═══ Record excerpts ═══

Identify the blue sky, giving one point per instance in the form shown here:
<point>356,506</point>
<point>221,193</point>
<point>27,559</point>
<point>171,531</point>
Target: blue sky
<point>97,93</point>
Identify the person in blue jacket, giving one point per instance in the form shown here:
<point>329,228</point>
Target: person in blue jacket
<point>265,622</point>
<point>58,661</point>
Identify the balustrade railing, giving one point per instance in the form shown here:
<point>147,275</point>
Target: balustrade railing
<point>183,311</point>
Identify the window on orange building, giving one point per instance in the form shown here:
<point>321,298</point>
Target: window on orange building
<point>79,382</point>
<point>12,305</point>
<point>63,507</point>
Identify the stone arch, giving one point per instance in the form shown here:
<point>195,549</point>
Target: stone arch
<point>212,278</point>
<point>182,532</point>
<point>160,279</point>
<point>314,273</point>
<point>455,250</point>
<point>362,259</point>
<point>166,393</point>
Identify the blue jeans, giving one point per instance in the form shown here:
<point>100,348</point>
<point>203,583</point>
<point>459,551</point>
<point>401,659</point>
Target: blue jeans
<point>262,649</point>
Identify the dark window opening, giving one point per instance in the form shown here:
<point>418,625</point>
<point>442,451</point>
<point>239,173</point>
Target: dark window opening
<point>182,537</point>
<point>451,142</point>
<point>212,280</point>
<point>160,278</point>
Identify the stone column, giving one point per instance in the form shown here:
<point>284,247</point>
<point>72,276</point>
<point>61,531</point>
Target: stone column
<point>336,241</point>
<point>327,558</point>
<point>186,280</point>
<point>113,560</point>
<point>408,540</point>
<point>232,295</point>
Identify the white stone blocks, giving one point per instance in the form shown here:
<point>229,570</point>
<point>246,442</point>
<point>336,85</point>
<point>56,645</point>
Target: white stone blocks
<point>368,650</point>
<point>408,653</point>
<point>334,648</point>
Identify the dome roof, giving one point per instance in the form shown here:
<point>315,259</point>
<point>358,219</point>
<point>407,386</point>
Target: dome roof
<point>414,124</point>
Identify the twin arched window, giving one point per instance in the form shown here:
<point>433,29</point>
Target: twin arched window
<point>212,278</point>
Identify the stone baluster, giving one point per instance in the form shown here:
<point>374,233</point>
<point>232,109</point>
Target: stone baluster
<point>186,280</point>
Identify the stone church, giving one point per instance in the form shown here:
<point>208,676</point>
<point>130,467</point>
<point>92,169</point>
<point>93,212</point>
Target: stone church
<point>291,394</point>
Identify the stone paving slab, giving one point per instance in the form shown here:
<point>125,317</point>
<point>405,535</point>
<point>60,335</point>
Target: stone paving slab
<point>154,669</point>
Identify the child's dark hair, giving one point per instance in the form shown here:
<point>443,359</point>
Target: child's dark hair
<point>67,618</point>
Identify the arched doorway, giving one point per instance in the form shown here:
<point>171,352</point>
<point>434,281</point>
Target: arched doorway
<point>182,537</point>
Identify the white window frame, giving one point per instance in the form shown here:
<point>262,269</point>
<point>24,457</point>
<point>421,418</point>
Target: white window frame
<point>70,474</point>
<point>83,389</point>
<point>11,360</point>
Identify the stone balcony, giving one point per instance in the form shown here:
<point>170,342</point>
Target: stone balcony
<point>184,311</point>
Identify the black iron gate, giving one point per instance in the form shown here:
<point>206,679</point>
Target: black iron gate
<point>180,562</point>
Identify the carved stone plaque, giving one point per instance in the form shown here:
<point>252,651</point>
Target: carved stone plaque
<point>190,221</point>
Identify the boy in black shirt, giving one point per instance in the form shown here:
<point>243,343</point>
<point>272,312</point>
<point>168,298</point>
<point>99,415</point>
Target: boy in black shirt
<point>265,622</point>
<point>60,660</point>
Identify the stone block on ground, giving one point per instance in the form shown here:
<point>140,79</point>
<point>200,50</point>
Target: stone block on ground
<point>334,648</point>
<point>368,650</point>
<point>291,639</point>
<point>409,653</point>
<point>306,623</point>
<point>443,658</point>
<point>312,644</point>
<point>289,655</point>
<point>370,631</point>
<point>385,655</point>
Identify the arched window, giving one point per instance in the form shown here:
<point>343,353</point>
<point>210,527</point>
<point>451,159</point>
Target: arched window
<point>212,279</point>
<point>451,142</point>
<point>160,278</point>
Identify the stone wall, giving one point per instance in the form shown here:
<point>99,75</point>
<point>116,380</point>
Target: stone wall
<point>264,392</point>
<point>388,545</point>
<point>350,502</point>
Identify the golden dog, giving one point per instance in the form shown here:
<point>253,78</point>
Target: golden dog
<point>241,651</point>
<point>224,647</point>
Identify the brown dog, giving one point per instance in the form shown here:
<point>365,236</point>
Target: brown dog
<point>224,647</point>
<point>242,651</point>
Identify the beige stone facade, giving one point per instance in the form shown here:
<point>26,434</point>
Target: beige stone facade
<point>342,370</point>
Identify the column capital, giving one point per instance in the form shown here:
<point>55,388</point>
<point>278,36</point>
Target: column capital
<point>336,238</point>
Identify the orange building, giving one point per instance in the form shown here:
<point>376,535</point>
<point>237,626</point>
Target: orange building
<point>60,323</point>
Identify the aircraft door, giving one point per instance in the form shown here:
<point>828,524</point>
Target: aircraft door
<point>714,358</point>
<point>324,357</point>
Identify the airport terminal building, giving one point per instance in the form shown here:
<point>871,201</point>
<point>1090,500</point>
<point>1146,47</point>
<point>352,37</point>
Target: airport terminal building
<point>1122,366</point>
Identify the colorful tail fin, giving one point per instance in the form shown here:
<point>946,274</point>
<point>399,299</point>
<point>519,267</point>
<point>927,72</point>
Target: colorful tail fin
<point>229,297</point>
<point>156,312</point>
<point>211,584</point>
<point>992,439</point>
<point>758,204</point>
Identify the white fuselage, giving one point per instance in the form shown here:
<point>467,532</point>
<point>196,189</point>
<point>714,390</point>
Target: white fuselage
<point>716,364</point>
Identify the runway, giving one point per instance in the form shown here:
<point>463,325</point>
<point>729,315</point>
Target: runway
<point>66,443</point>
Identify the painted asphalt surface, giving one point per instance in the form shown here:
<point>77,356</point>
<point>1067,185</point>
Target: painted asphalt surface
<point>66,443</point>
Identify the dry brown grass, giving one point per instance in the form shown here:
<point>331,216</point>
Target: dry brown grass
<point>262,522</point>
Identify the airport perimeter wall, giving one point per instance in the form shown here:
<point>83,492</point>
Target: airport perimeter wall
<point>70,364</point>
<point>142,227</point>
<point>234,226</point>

═══

Task description: The entries above hold a line with "<point>27,559</point>" and a later line with "<point>147,275</point>". Write out exactly those lines and all lines between, nothing more.

Reply to the exercise:
<point>27,559</point>
<point>171,531</point>
Target: blue sky
<point>97,93</point>
Identify the person in blue jacket, giving one point per instance in the form shown here:
<point>329,228</point>
Target: person in blue jacket
<point>265,622</point>
<point>58,661</point>
Identify the balustrade railing, giving one point per instance in the form shown here:
<point>147,275</point>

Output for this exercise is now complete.